DATA SUPPLIED
--- START ---

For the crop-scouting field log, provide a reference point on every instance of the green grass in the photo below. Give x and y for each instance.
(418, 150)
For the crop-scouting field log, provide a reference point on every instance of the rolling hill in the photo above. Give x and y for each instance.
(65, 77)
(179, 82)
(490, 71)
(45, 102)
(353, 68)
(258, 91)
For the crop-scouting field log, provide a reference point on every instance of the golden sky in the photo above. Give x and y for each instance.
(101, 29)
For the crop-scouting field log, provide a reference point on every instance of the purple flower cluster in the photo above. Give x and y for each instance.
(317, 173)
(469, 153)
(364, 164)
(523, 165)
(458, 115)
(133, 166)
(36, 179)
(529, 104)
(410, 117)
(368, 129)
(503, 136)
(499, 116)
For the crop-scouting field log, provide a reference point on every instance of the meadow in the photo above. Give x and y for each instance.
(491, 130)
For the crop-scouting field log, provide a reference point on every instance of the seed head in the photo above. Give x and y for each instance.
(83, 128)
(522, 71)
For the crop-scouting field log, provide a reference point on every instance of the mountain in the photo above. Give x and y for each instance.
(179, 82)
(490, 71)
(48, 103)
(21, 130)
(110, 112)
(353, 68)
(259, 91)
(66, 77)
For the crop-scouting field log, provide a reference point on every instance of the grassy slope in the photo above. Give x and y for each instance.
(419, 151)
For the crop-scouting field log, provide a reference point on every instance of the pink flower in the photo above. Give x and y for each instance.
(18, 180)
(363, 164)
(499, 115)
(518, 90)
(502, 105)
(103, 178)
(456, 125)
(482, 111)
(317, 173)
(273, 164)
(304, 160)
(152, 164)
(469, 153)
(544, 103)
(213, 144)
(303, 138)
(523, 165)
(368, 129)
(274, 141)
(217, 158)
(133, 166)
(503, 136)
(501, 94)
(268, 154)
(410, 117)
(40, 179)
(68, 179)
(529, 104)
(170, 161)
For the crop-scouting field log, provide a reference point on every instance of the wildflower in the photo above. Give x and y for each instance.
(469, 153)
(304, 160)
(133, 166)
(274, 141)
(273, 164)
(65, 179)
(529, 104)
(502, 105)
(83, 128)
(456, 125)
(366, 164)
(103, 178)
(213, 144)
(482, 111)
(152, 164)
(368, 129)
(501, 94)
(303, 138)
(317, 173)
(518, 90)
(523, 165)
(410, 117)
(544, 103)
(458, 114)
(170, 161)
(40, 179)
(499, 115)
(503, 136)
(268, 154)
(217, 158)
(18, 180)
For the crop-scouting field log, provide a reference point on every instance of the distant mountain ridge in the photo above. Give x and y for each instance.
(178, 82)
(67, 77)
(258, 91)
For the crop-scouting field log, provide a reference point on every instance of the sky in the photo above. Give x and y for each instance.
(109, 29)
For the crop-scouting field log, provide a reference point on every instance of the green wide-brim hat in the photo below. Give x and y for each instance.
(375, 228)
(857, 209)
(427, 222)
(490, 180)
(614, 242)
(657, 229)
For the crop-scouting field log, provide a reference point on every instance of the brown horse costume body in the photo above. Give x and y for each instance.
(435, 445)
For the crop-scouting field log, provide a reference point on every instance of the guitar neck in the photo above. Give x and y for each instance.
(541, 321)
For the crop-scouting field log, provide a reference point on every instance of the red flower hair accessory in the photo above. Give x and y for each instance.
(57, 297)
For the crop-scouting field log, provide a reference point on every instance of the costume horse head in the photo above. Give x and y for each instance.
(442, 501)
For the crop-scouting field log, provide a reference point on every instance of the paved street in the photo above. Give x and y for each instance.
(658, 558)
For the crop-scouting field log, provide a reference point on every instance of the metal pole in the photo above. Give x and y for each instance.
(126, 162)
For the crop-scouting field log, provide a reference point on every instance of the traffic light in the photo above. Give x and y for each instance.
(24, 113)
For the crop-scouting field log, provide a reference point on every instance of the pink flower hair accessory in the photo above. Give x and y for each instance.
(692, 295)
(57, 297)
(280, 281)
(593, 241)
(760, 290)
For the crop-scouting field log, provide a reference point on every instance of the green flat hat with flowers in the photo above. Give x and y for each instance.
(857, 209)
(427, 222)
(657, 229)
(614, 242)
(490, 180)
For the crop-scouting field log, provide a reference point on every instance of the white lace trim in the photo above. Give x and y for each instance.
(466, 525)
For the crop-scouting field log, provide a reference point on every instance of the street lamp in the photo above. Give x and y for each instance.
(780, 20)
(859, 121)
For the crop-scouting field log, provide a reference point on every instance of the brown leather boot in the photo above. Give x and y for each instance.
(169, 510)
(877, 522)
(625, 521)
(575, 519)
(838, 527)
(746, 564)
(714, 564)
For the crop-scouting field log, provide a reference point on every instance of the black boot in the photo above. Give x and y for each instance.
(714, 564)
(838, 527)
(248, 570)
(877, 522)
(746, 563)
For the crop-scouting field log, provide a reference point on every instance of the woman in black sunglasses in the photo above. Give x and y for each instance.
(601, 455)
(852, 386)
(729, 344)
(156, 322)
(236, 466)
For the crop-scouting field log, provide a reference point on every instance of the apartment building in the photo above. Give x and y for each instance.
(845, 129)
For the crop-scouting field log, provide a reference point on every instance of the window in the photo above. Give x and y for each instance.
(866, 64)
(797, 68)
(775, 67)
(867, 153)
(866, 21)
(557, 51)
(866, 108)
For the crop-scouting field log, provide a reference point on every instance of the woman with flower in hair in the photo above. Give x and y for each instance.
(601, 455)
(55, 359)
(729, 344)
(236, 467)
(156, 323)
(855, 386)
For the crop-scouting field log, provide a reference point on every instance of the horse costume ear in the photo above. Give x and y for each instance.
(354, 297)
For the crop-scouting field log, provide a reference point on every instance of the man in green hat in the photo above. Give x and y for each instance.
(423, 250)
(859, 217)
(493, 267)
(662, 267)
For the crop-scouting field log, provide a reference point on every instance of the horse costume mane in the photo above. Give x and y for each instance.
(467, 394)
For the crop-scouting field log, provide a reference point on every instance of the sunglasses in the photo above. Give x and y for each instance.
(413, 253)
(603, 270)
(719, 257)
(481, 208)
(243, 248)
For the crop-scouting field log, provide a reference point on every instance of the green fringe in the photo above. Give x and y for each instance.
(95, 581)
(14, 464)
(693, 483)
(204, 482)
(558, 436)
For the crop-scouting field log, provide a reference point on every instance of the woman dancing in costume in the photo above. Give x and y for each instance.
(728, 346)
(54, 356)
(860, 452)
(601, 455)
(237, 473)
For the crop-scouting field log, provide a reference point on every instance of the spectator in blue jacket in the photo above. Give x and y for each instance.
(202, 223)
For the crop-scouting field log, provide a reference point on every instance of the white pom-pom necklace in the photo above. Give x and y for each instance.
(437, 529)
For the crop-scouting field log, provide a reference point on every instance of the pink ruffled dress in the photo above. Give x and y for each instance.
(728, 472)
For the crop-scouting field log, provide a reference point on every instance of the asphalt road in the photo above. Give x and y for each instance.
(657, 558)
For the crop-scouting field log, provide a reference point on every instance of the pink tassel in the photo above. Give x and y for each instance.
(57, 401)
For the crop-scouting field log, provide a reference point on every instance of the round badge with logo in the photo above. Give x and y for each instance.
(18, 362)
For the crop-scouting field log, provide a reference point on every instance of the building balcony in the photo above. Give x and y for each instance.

--- END ---

WHAT YOU ARE ASKED TO DO
Output the records in full. Keep every character as it is.

FINAL ANSWER
For the crop-scouting field log, provide a reference point on every instance of the green grass in the photo below. Give x and y for each instance.
(418, 150)
For the crop-scouting field log, provide a reference point on every instance of the rolling hill in the photo above. Give x and y for each instance.
(65, 77)
(179, 82)
(490, 71)
(45, 102)
(353, 68)
(258, 91)
For the crop-scouting field log, provide a reference point on every instance of the golden sky in the photo above. Give x and y for each instance.
(101, 29)
For the crop-scouting field log, provide a reference point on every instance of the purple flower cluster in the photo above. Give x and y for each instance.
(317, 173)
(469, 153)
(364, 164)
(523, 165)
(458, 115)
(133, 166)
(36, 179)
(529, 104)
(410, 117)
(368, 129)
(503, 136)
(499, 116)
For the crop-scouting field log, provide a reference point on every instance of the meadow in the photo above. Give x and y for each instance.
(491, 130)
For the crop-scouting field log, provide a reference point on every instance of the seed head in the photo above. Give x and y for each instance.
(83, 128)
(522, 71)
For the crop-scouting field log, provide a reference point on every instance of the mountain in the photo above. Give x and y for each instance.
(179, 82)
(490, 71)
(48, 103)
(21, 130)
(110, 112)
(353, 68)
(259, 91)
(66, 77)
For the crop-scouting field log, provide a reference point on every instance of the grassy slope in the photo above. Give x and y for each instance.
(419, 151)
For the crop-scouting field log, provide a reference point on every instance of the pink flower in the photo above. Give x and y for each instance.
(18, 180)
(363, 164)
(499, 115)
(518, 90)
(502, 105)
(103, 178)
(456, 125)
(482, 111)
(317, 173)
(273, 164)
(304, 160)
(152, 164)
(469, 153)
(544, 103)
(213, 144)
(303, 138)
(523, 165)
(368, 129)
(274, 141)
(217, 158)
(133, 166)
(503, 136)
(501, 94)
(268, 154)
(410, 117)
(40, 179)
(68, 179)
(529, 104)
(170, 161)
For the crop-scouting field log, provide a reference point on every instance of the wildflower in the photo above. Give x and y for each instance.
(469, 153)
(304, 160)
(133, 166)
(274, 141)
(273, 164)
(65, 179)
(529, 104)
(502, 105)
(83, 128)
(456, 125)
(366, 164)
(103, 178)
(213, 144)
(482, 111)
(152, 164)
(368, 129)
(501, 94)
(303, 138)
(317, 173)
(518, 90)
(523, 165)
(410, 117)
(544, 103)
(458, 114)
(170, 161)
(40, 179)
(499, 115)
(503, 136)
(268, 154)
(217, 158)
(18, 180)
For the crop-scouting field log, provide a reference point on every instance of the distant mountain ridge in the photo above. Give x and y for each instance.
(178, 82)
(67, 77)
(258, 91)
For the crop-scouting field log, provide a reference point on every instance of the sky in the photo above. Give x and y for each instance.
(109, 29)
For the crop-scouting field log, provide a reference point on every instance of the green wide-brim hat in the photo below. Give x and y for each instance.
(375, 228)
(857, 209)
(427, 222)
(490, 180)
(614, 242)
(657, 229)
For the crop-scouting field log, provide a reference point on every instance of the brown horse costume body in the photo above. Give x and y for each instance.
(435, 445)
For the crop-scouting field log, provide a reference point on every instance of the guitar neck in the photo above. Give x and y for each instance.
(541, 321)
For the crop-scouting field log, provide a reference point on every instance of the red flower hair accessory in the photo above. Give x and y for each instance.
(57, 297)
For the crop-scouting field log, provide a reference point on every instance of the costume horse head in the photo above. Give x and y for each instance.
(442, 501)
For the crop-scouting field log, provide a reference point on every instance of the paved street in the photo above. Give x and y for each instance.
(658, 558)
For the crop-scouting field log, provide a reference point on every instance of the metal pole in the photo above. Give x and y for each instance.
(126, 162)
For the crop-scouting field log, provide a reference point on every instance of the traffic light in the photo above. Give x and y for each instance.
(24, 113)
For the crop-scouting field log, provide a reference point on every instance of the pink flower hair accessory in the photo above. Give x and y for each instance.
(692, 295)
(57, 297)
(280, 281)
(593, 241)
(760, 290)
For the crop-scouting field log, provide a reference point on every instance of the green flat hat with flowers in the photo above. Give x and y for each instance.
(857, 209)
(427, 222)
(657, 229)
(614, 242)
(490, 180)
For the crop-scouting field log, provide a reference point on every instance of the white lace trim in the photo above. Give x and y for each instance.
(466, 525)
For the crop-scouting field log, provide a reference point on every instance of the street lamp in the photo above. Give x and y for each instance.
(780, 20)
(859, 121)
For the crop-scouting field log, provide a reference point on every instance of the brown leather boot in the photo above. Give x and y for each instance.
(169, 510)
(877, 522)
(625, 521)
(575, 519)
(838, 527)
(746, 564)
(714, 564)
For the crop-scouting field log, provide a reference point on every instance of the black boot in the photo above. Give x and y for each instance.
(714, 564)
(838, 527)
(248, 570)
(877, 522)
(746, 563)
For the crop-scouting field log, provide a reference point on every instance of the woman in black sunglasses in the photo above. Give x and y for each instance.
(601, 455)
(852, 386)
(729, 344)
(156, 322)
(236, 466)
For the crop-scouting field log, provide a reference point on every instance of the apartment building in the photo above. Give x and y for each instance.
(845, 129)
For the crop-scouting field log, provide a reference point on every instance of the window in the photo above. Give x and y for each instance.
(866, 64)
(797, 68)
(775, 67)
(867, 153)
(866, 21)
(557, 51)
(866, 108)
For the crop-scouting field log, provide a reference point on every instance of the woman with flower in hair in the photo above. Give x and y for each instance.
(601, 455)
(55, 359)
(729, 344)
(236, 467)
(156, 323)
(855, 386)
For the crop-scouting field log, provide a reference point on every instance of the horse costume ear in the photo above. Give x and y for each instance.
(354, 297)
For the crop-scouting field log, provide a reference point on every instance of the man in green hat in the photo above. Give x and y for each instance.
(423, 250)
(859, 217)
(493, 267)
(662, 267)
For the crop-scouting field log, provide a reference point on every instance of the horse costume mane in the photo above. Give x and y for each instance.
(467, 394)
For the crop-scouting field log, provide a reference point on every instance of the sunglasses in the photo above. Give x and y for each instance.
(413, 253)
(603, 270)
(719, 257)
(481, 208)
(243, 248)
For the crop-scouting field log, provide a reference point on every instance of the green fringe in the photo above. Give x and y for each instance.
(95, 581)
(14, 464)
(693, 483)
(204, 482)
(558, 436)
For the crop-scouting field log, provide a reference point on every instance of the woman dancing in costume in the photo above. Give x and y for each instance.
(728, 346)
(54, 356)
(860, 452)
(601, 455)
(237, 473)
For the crop-scouting field log, provide a reference point on every instance of the spectator in blue jacket in the photo above. Give x and y for each instance.
(202, 223)
For the crop-scouting field log, provide a reference point on every instance of the white pom-pom necklace in the photo above. Give x and y for each instance.
(437, 529)
For the crop-scouting field log, provide a reference point on every instance of the pink ruffled dress in the photo above. Give x and y for each instance.
(728, 472)
For the crop-scouting field log, provide a reference point on every instance of the asphalt road in the photo above. Give x and y for each instance.
(657, 558)
For the crop-scouting field log, provide a reference point on every instance of the pink tassel in the photo above. Give x and y for each instance.
(57, 401)
For the crop-scouting field log, provide a reference point on every instance of the round badge with logo in the photo above. Give x and y for each instance.
(18, 362)
For the crop-scouting field log, provide a reference point on every instance of the building balcony in the photo above. Give x and y for each instance.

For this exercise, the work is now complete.